Input:
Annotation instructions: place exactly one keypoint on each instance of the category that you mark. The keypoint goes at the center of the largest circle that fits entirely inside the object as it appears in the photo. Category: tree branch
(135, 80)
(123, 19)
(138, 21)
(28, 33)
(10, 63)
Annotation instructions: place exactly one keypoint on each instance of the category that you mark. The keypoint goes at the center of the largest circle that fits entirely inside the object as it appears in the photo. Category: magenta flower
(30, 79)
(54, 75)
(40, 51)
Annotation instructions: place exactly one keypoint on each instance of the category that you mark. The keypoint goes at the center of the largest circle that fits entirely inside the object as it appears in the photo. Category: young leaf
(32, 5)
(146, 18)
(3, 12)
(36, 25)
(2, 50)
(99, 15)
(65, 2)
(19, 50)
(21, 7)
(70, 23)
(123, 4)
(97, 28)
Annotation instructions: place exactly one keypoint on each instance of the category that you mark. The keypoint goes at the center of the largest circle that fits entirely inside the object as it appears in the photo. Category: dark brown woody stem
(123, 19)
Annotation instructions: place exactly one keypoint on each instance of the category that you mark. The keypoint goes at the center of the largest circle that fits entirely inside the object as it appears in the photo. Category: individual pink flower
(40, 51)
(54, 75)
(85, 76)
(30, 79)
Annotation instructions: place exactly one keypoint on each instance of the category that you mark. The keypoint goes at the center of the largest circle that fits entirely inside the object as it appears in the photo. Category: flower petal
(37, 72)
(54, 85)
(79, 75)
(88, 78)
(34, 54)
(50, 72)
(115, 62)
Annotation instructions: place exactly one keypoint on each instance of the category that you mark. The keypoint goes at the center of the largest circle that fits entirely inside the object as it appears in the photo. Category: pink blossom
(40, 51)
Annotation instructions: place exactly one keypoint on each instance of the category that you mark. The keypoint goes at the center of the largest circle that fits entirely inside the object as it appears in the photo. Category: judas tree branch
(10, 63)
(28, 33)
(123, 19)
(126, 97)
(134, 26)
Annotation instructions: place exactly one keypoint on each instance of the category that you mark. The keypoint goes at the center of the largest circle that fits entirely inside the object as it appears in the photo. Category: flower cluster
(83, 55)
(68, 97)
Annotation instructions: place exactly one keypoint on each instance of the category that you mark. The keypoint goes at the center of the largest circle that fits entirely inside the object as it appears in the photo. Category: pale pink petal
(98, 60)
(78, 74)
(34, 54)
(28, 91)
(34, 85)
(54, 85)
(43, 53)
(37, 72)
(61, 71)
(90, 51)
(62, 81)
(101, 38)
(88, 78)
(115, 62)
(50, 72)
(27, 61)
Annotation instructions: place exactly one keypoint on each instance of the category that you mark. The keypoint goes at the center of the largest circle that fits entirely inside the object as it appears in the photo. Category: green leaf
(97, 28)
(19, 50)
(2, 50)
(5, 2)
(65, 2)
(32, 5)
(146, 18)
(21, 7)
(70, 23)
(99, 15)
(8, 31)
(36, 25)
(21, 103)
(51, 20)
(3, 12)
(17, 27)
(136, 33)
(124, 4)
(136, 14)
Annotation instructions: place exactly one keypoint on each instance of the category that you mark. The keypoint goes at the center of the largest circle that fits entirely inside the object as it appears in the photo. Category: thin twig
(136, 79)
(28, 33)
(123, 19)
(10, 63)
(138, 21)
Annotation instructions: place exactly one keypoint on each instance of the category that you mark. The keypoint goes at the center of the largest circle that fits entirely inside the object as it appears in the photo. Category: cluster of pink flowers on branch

Work instructions:
Copy out every line from the one containing "pale pink petal" through the end of the listing. Add -22 to each keypoint coordinate in the answers and leave all other text unchanged.

Result:
Annotation instructions: place exactly one keypoint on each instance of the category that you mark. The keypoint goes at the center of the largest circle that fits entirely inside the object as it appears in the photo. Category: pale pink petal
(76, 38)
(56, 52)
(12, 32)
(6, 69)
(12, 63)
(32, 63)
(21, 31)
(15, 50)
(39, 49)
(68, 29)
(40, 59)
(79, 16)
(66, 56)
(93, 40)
(28, 50)
(5, 39)
Annotation instructions: place exactly one keypoint on each instance of the category that you mark. The keypoint goes at the center of the largest circle that fits entirely inside the object as it appears in the photo. Category: green leaf
(75, 6)
(-3, 28)
(-20, 28)
(-17, -20)
(43, -20)
(10, -17)
(124, -4)
(-1, -15)
(48, 1)
(77, -7)
(-14, 9)
(14, 3)
(-1, 81)
(29, -2)
(-19, -10)
(-5, 5)
(114, 11)
(102, -18)
(114, -8)
Annotation instructions: place exactly one keypoint on each instance of the category that you mark. The keypoint goes at the center of the largest circle that fits entirely inside the object as it appears in the photo. Category: thin twig
(114, 57)
(6, 11)
(101, -3)
(-12, 41)
(116, -1)
Annotation instructions: place exactly one keypoint on each instance of the category that you mark. The keypoint goes at the center of the largest circle that fits entirely inside the object as it appears in the photo. Category: cluster of pink flowers on branch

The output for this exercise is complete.